* _Problemas a resolver_
1/ Segundo o editorial sobre a escolha do cirurgião, quais são os únicos elementos de que o paciente dispõe?
2/ Continue o editorial sobre a escolha do cirurgião a partir da última frase apresentada.
---------- Trecho extraído
Who you operate your digestive cancer?

EDITORIAL

Com quem você operaria um câncer do aparelho digestivo?

Who you operate your digestive cancer?

TCBC-RJ, Alfredo Guarischi

A cada semana esta pergunta é feita por milhares de pessoas. Quando os médicos-(in)pacientes se fazem esta pergunta, a resposta tem alguns facilitadores ("Deus me livre de procurar Fulano...") ou complicadores ("E agora: Fulano ou Beltrano?").

E você, cirurgião, preferia ser operado por quem nunca operou um caso igual ao seu, ou por quem tivesse operado uma única vez? Fiz esta pergunta (pura obra de ficção) a alguns colegas e a maioria respondeu que optaria por ser operado por quem já tivesse alguma experiência. No meu caso eu preferiria ser operado por um neófito. Ter operado um caso não é ter experiência. Quem operou uma vez, talvez ache que progrediu na curva do aprendizado. Quem nunca operou vai ter mais dificuldade, mas terá que ser mais cauteloso. Na prática ter operado uma vez ou nunca ter operado faz grande diferença. É como no ditado americano: See once. Do once. Teach once. O que em português seria: Vi uma vez, Faço na próxima e na terceira oportunidade passo a Ensinar.

Pacientes raramente são informados sobre a experiência do seu futuro cirurgião. A "fama" do hospital e o aspecto físico do cirurgião ("jovem em geral tem pouco experiência" - o que nem sempre é verdadeiro) são os únicos elementos que o paciente dispõe.
--------------------
---------- Conjunto de itens
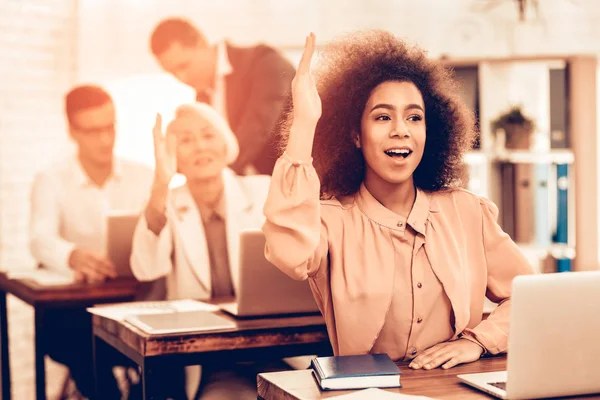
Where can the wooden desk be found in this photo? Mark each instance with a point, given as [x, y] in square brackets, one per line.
[437, 383]
[41, 298]
[251, 340]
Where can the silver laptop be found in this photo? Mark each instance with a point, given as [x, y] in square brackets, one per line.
[554, 340]
[263, 289]
[119, 237]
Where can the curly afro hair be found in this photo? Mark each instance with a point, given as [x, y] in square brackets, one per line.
[352, 67]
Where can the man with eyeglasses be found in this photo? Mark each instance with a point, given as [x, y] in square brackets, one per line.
[69, 202]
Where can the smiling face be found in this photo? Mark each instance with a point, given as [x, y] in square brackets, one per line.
[201, 150]
[393, 132]
[93, 129]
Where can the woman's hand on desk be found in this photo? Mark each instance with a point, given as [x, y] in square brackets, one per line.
[90, 266]
[448, 355]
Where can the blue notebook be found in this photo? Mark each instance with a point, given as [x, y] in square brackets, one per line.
[356, 372]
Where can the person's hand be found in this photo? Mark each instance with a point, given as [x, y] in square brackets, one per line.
[164, 153]
[448, 355]
[89, 266]
[306, 100]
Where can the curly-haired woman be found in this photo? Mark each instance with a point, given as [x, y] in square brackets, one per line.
[398, 257]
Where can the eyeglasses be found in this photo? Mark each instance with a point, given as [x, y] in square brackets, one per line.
[96, 130]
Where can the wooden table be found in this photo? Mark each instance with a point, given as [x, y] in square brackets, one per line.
[252, 339]
[437, 383]
[41, 298]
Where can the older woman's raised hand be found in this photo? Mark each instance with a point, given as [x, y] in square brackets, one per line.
[164, 153]
[307, 103]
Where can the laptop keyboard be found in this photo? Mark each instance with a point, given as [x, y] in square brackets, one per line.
[499, 385]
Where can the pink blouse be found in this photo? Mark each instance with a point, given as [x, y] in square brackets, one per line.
[389, 284]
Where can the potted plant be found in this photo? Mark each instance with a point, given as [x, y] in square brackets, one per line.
[518, 129]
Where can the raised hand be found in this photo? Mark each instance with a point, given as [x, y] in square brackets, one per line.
[307, 103]
[164, 153]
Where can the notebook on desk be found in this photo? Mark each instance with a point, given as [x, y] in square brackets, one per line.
[356, 372]
[553, 347]
[180, 322]
[263, 289]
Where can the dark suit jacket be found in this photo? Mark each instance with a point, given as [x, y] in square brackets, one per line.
[255, 92]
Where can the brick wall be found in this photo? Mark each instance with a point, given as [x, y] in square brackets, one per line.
[37, 65]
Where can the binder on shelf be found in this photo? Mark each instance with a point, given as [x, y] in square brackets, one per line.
[561, 235]
[559, 135]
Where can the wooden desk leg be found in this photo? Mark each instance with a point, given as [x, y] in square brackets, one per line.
[151, 380]
[40, 352]
[5, 364]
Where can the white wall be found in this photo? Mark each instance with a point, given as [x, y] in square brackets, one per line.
[37, 65]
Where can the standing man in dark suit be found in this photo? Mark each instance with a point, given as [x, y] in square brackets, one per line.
[246, 85]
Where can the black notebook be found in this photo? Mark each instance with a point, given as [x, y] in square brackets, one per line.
[356, 372]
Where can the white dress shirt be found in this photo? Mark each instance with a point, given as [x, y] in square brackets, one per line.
[68, 210]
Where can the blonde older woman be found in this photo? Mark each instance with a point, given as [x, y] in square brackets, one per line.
[189, 234]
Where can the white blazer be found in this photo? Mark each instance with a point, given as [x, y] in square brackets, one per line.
[180, 251]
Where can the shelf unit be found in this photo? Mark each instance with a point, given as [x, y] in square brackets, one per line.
[566, 119]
--------------------
* _Respostas por tarefa_
1/ A "fama" do hospital e o aspecto físico do cirurgião.

2/
Mesmo na medicina privada, a escolha vai depender do plano de saúde, do credenciamento do cirurgião, da escolha do hospital, etc. Para a maioria dos pacientes a decisão não é dele, é sim do sistema. A liberdade de escolha é mais complicada quando entramos na vida real do "povão": o Sistema Único de Saúde (SUS). Este excepcional sistema público, com todos os seus defeitos, é um sistema que atende a todos. O SUS é o grande financiador da medicina de alta complexidade e das doenças crônicas. Sem ele não haveria o programa brasileiro de transplante de órgãos - um dos maiores do mundo. A cirurgia cardíaca, a hemodiálise e o tratamento oncológico praticamente inexistiriam sem a presença deste paquiderme, lento e algumas vezes pouco delicado. Mas que certamente tem mais qualidades do que defeitos.

E quanto a pergunta inicial? Se fosse um tumor de rim, a maioria procuraria um urologista. Pulmão e cérebro são operados por cirurgiões torácicos e neuro-cirurgiões, isso ninguém tem dúvida. Mas se o tumor fosse do cólon-direto? Seria o proctologista? O cirurgião-geral? O cirurgiãooncológico (ou cancerologista cirúrgico)? Em determinados hospitais, a decisão é verticalizada, por existir um experiente cirurgião ou pela "força" de um determinado grupo.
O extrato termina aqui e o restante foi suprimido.